Excerpted text >>
-*-*-

• Everyone country has its own national character.  If you visit or move to a new place, people will bombard you with these generalizations until you start repeating them too.  Dutch people are straightforward.  They don’t beat around the bush.  They say what they mean.  They’re frugal with money.  Your credit card isn’t going to work most places so carry cash.  And you will more likely get run over by a bicycle than a car.

    I’ve been living in the Netherlands for three months now, and there are a few things that have struck me about living here that I have never heard anyone say in any conversation or write in any book.  I’d like to share them with you.

    Doors Pull Out

    In all the places I’ve lived, when you leave a shop, you push the door.  This usual aligns with fire safety laws.  If a crowd of people are rushing for the doors in an emergency, they must push out so the crowd can escape.

    I don’t know if they’ve never had tragedies like the Triangle Shirtwaist Factory Fire or The Station Night Club Fire, but invariably, when you want to leave a building, you pull the door toward you.  You have no idea how you’ve been socialized to push doors until you have to pull them instead.

    This of course leads to the inevitable embarrassment of the pusher/puller.  And of course “pull” isn’t one of those Dutch words that conveniently looks like English.  So a sign at eye-level gets completely ignored.

    This even spills over into home life.  My garden gate pulls in, which means doggies usually get pushed in the face with it when they are straining to go for their evening walkies.  

    Art and Architecture is Important To Everyone

    You can’t leave Schiphol Airport without noticing the funky architecture of the Airport Hilton.  And in the grand scheme of things, airports tend to have interesting designs even when surrounded by box-shaped hotels and miles and miles of rectangular warehouses.  But the Netherlands is different.  The first thing I noticed when leaving Schiphol in a taxi bound for inner-city Amsterdam was that no two buildings looked the same.  Hell, no two buildings looked square!  If you would have told me that there was a city ordinance in Amsterdam that buildings were not allowed to have windows with parallel sides, I would have believed you.

    Now that was Amsterdam.  And we all know Amsterdam is no more representative of the Netherlands as a whole as New York is representative of the United States.  But even out here in little Brabant, everyone seems to care about architecture.  

    Sure, there’s the building in town that dates from 1669 and all those shops that have the historical preservation signs on them.  But I’m not talking about that.  I’m talking about normal people’s houses.

-*-*-

Stored data >>
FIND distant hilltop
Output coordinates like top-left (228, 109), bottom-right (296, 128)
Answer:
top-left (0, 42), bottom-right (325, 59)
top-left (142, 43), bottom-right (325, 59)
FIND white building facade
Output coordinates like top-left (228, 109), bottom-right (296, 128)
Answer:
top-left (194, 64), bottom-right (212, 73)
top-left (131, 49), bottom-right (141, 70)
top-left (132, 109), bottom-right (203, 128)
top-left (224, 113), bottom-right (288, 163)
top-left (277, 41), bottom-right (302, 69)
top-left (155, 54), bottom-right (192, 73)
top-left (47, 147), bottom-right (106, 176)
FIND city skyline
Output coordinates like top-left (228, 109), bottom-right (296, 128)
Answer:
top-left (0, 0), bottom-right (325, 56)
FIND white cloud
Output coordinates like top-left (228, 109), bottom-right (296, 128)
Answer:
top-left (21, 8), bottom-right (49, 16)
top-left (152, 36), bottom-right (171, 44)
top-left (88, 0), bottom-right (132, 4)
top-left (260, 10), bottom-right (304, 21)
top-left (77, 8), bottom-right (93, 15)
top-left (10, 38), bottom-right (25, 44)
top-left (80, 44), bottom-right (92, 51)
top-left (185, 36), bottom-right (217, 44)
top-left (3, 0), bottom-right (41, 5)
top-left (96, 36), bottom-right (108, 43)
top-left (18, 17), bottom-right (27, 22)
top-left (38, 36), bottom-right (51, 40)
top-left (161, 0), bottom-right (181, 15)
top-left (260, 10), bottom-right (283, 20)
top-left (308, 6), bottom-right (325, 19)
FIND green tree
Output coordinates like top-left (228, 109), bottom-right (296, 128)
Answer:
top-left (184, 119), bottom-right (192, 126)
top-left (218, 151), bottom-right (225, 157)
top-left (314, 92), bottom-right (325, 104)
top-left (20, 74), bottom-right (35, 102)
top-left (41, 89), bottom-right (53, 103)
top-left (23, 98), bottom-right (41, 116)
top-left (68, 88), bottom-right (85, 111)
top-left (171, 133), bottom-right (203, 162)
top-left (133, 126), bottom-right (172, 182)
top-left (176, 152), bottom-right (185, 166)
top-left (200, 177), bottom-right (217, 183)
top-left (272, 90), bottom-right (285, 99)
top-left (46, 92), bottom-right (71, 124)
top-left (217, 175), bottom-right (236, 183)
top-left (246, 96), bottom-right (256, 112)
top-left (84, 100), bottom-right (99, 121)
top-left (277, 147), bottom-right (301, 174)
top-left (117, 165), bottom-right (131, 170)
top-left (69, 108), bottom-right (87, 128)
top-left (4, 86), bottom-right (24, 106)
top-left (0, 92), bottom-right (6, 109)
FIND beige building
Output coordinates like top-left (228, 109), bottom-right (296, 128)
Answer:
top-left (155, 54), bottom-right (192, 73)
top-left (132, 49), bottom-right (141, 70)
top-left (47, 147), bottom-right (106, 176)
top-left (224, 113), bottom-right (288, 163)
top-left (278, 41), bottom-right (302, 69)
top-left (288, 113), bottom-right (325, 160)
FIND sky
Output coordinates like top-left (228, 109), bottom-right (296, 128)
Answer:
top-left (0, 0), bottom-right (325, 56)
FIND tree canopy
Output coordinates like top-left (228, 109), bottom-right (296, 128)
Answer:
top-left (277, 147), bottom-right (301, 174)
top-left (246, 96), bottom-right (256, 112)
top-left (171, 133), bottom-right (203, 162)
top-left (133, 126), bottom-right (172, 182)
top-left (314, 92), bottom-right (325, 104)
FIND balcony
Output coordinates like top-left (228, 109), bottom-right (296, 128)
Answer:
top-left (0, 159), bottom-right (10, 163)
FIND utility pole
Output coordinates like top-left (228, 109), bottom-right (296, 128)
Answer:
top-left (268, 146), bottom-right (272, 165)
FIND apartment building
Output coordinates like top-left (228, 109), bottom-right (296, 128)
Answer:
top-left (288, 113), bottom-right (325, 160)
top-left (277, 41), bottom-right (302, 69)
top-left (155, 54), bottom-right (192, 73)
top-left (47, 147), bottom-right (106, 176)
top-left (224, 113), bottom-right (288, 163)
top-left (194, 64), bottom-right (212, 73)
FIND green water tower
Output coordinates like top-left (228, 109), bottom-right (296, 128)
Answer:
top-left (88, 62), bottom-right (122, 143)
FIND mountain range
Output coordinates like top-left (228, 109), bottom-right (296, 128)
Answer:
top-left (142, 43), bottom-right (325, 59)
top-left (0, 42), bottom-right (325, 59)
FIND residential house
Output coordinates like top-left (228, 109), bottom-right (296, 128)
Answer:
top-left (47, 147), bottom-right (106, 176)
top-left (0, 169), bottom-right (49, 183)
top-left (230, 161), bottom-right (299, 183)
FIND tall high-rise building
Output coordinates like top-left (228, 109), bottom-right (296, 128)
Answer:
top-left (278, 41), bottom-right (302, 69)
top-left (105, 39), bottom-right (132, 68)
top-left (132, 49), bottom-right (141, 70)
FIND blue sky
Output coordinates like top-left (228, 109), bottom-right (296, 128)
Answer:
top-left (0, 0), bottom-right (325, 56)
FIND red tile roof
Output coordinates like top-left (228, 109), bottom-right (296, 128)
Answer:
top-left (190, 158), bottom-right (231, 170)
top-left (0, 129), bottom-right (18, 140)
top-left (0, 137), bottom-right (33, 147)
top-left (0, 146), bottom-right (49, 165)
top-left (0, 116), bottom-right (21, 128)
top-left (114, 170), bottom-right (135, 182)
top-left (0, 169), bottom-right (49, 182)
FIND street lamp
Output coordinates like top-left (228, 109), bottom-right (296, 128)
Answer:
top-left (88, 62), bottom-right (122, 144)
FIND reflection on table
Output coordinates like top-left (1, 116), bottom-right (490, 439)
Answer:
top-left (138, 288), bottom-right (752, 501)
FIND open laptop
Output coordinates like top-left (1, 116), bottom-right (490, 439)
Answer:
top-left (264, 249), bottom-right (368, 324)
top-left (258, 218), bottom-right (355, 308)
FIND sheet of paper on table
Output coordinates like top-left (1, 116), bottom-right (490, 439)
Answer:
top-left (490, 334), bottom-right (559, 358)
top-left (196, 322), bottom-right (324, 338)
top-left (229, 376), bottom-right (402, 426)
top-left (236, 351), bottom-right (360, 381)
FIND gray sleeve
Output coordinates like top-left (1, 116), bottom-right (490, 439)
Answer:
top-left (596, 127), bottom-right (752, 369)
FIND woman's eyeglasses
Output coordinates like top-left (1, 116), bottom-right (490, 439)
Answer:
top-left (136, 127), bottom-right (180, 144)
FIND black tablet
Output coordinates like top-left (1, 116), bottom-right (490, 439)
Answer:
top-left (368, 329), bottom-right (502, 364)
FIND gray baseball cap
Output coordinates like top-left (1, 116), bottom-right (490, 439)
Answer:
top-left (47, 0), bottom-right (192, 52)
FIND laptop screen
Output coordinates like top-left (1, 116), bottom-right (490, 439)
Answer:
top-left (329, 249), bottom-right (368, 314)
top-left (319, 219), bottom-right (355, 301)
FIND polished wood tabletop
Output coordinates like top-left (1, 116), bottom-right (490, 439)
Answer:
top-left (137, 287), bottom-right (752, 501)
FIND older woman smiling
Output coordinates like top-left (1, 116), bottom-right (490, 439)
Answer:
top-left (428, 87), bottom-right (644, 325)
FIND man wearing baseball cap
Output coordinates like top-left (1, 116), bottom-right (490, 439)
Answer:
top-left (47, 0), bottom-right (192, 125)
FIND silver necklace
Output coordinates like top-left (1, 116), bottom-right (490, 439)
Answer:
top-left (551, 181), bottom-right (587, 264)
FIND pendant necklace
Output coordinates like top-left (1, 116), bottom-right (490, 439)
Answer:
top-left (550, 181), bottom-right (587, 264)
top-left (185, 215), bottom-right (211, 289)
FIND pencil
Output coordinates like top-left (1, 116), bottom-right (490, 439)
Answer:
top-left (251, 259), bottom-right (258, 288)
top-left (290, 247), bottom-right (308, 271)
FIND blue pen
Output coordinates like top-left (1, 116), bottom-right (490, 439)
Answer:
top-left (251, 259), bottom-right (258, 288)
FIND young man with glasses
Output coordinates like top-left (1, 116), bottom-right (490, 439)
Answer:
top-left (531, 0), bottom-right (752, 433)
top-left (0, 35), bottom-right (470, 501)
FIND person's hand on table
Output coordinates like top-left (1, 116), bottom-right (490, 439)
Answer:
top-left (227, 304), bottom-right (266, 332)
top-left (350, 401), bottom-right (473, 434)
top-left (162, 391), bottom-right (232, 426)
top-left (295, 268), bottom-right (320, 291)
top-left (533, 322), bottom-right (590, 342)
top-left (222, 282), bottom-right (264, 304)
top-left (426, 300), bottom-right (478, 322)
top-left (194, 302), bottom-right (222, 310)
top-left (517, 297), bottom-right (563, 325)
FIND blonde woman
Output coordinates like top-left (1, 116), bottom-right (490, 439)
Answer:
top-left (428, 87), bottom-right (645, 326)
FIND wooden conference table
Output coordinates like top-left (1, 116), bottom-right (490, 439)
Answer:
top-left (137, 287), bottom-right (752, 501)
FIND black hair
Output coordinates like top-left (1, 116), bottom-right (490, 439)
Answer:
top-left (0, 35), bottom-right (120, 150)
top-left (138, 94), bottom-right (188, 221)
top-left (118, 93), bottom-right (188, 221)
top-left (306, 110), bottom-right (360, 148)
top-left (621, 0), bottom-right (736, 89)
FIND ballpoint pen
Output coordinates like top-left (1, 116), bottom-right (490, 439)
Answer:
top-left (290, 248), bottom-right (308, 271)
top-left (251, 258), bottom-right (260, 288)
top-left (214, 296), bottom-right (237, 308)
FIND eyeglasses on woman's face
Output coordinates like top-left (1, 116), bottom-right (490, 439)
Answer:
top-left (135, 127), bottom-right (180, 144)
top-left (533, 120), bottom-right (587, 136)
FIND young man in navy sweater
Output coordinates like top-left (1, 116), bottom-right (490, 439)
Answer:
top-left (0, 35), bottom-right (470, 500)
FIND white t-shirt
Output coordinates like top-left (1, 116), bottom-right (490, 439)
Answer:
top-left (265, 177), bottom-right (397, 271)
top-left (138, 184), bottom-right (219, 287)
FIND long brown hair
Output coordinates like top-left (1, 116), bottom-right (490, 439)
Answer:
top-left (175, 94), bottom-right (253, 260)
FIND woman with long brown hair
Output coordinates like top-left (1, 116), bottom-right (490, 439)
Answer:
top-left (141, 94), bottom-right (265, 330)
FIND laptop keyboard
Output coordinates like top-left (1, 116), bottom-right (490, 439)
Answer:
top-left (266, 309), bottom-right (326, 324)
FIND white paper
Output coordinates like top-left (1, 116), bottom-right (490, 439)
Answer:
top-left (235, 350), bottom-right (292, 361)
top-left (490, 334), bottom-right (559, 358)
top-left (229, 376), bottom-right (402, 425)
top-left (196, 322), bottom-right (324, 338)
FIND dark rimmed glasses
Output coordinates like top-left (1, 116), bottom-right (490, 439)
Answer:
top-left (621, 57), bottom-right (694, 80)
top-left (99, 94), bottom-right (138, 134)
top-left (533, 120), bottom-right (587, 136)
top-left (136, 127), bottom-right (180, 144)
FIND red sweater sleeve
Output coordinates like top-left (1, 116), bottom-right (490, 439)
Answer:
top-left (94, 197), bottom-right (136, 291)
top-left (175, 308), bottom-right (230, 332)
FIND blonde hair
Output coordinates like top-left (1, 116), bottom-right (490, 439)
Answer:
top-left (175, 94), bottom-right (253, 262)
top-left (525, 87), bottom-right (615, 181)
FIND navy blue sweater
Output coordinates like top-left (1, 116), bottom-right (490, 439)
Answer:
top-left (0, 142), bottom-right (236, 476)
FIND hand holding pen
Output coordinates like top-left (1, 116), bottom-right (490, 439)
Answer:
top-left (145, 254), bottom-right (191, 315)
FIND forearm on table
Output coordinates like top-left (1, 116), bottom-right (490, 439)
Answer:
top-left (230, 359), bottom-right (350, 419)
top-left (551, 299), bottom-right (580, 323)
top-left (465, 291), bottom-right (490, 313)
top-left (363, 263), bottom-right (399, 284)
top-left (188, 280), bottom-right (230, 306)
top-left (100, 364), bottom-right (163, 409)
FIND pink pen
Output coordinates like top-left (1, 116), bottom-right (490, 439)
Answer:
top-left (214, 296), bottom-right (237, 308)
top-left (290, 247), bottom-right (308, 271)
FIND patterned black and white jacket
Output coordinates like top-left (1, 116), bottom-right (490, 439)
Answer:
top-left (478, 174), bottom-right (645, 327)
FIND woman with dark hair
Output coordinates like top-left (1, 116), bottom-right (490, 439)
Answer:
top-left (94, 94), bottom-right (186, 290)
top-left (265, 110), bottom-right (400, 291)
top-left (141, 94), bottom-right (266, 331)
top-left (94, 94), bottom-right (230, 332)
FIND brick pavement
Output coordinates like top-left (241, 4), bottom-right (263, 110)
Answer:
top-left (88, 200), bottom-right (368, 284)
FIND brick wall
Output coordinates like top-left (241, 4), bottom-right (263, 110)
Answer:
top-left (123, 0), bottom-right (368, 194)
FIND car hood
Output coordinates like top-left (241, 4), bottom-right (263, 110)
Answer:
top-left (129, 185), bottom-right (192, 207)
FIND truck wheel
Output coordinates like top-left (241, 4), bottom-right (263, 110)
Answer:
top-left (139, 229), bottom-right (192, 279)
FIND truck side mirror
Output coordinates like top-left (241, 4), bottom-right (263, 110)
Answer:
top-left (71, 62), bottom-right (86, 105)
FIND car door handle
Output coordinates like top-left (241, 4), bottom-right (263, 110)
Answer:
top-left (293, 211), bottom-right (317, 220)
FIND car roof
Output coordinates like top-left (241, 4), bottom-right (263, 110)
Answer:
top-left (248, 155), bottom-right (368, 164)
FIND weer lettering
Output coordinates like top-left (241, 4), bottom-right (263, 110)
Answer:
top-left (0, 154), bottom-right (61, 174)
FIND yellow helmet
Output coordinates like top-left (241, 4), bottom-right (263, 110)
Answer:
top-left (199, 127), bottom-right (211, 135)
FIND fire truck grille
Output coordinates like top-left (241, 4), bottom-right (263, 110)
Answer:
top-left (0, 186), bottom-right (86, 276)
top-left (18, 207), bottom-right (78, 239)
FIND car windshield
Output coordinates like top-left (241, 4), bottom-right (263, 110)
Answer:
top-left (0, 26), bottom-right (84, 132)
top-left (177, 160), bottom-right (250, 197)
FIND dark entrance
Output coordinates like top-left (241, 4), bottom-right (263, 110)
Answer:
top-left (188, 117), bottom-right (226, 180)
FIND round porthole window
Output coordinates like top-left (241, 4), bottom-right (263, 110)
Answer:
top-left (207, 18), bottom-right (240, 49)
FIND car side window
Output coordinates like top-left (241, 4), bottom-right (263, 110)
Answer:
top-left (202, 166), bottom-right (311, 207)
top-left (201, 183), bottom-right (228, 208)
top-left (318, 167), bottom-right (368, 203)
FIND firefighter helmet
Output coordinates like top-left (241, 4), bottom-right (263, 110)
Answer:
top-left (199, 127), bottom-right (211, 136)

-*-*-

Direction 1 >>
Answer these questions using the essay about life in the Netherlands:
(a) How long has the writer been living in the Netherlands?
(b) In which direction does the writer's garden gate open?
(c) Which building at Schiphol Airport does the writer single out for its architecture?
Direction 2 >> List every generalization about the Netherlands and Dutch people that the opening paragraph of the essay about life in the Netherlands repeats.
Direction 3 >> Resume the essay about life in the Netherlands from its last sentence, keeping the same voice and the same focus on ordinary people's houses.
Nothing here requires the stored data.

Task response 1 >>
(a) Three months.
(b) It pulls in.
(c) The Airport Hilton.

Task response 2 >>
Dutch people are straightforward.
They don't beat around the bush.
They say what they mean.
They're frugal with money.
Your credit card isn't going to work most places, so carry cash.
You will more likely get run over by a bicycle than a car.

Task response 3 >>
    The Netherlands is no different from any other part of the world.  There are big houses where rich people live.  These are usually quite different from each other, have been built at different times by different people.  Then there are smaller houses obviously all built at the same time by the same builder with the same plans, semi-detached houses, row houses, and finally apartment buildings.

    In the US, we’d strive to make these all as uniform as possible.  Hell, we even have Homeowners’ Associations and covenants that dictate what colours curtains you can put in your own house.  I remember my parents wanting to get the same style lawn furniture as the neighbours “so it would look nice” and painting it when they painted theirs so it wouldn’t suddenly clash.  We think semi-detached houses are “nice” when the owners of both halves decide on the same colour of shingles for the new roof or coordinate their Christmas decorations so the houses “go together”.

    Not in the Netherlands.  Woo boy!

    Here you will find many houses that were built at the same time with the same plans, but they don’t stay that way for long.  One house may change their entrance way to be different.  Another will build a garage out of their carport.  Almost everyone changes their front window so it doesn’t look like the neighbour’s.

    People actively try to differentiate themselves from their neighbours.  Normal people.  Ordinary people.  People who work for a living.

    As someone who always hated how my parents would jump to get the new thing the neighbours had so they could conform, this delights me.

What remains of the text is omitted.